= OBIETTIVO =
Restituisci senza modifiche il passo del brano sul risarcimento al denunciato che comincia con le parole "La proposizione di" e si ferma dopo "reato di calunnia.".

= ESTRATTO DELLA FONTE =
--- --- ---

Risarcibilità del danno in favore del denunciato a seguito di archiviazione di procedimento penale a suo carico

Davide Luigi Ferrari
08 Agosto 2018

La proposizione di una denuncia-querela a carico di un terzo può costituire fonte di responsabilità ex art. 2043 c.c. in caso di proscioglimento o assoluzione del denunciato?
Massima

La denuncia di un reato perseguibile d'ufficio non costituisce fonte di responsabilità per danni a carico del denunciante ex art. 2043 c.c., anche in caso di proscioglimento o di assoluzione, salvo che non integri gli estremi del reato di calunnia.

Il caso

La società Alfa sottoscriveva un preliminare di vendita con la società Beta per la cessione di un immobile, prevedendo la risoluzione del contratto nel caso di omesso pagamento anche di una sola rata pattuita. Al primo mancato versamento, la società Alfa provvedeva dapprima a diffidare Beta al pagamento e, successivamente, avvalendosi della clausola risolutiva espressa, a risolvere il contratto, vendendo poi l'immobile oggetto di compravendita alla società Gamma. Beta esercitava, quindi, domanda di esecuzione del contratto in forma specifica senza tuttavia trascriverla e rendendo, quindi, la relativa sentenza di accoglimento inopponibile alla società Gamma che aveva acquistato il cespite dopo la proposizione della domanda non trascritta da Beta. Beta proponeva, di conseguenza, domanda di simulazione e di revocatoria dell'atto di compravendita intervenuto fra Alfa e Gamma, giudizio che veniva sospeso in attesa della definizione del procedimento penale scaturito dalla denuncia-querela sporta da Beta nei confronti di Alfa per truffa aggravata. Il procedimento penale terminava con l'archiviazione e, a seguito di ciò, Alfa chiedeva a Beta il risarcimento dei danni subiti, sostenendo che le condotte attribuitele nella denuncia-querela fossero calunniose. Beta si costituiva in giudizio sostenendo di aver agito nell'esercizio e a difesa dei propri diritti.

--- --- ---

= Esempi di etichettatura di punti =
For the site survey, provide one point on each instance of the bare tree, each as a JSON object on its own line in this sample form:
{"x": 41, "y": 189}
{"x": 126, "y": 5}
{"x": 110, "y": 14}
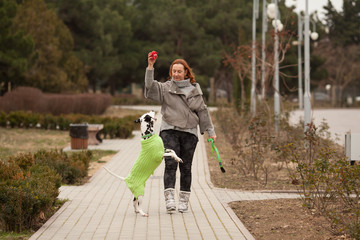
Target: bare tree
{"x": 342, "y": 65}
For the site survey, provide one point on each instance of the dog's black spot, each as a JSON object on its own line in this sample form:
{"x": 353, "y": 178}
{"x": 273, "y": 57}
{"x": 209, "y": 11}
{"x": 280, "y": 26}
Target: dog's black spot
{"x": 147, "y": 118}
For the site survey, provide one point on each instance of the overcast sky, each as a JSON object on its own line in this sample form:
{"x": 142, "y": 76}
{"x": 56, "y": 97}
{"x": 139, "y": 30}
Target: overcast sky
{"x": 314, "y": 5}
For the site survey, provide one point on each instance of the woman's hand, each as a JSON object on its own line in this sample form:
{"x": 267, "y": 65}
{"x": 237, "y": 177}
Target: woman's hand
{"x": 213, "y": 137}
{"x": 151, "y": 61}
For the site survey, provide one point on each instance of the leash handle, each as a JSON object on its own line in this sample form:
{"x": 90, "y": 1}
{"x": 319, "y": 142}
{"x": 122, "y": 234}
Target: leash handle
{"x": 214, "y": 148}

--- --- ---

= RISPOSTA SCRITTA =
La proposizione di una denuncia-querela a carico di un terzo può costituire fonte di responsabilità ex art. 2043 c.c. in caso di proscioglimento o assoluzione del denunciato?
Massima

La denuncia di un reato perseguibile d'ufficio non costituisce fonte di responsabilità per danni a carico del denunciante ex art. 2043 c.c., anche in caso di proscioglimento o di assoluzione, salvo che non integri gli estremi del reato di calunnia.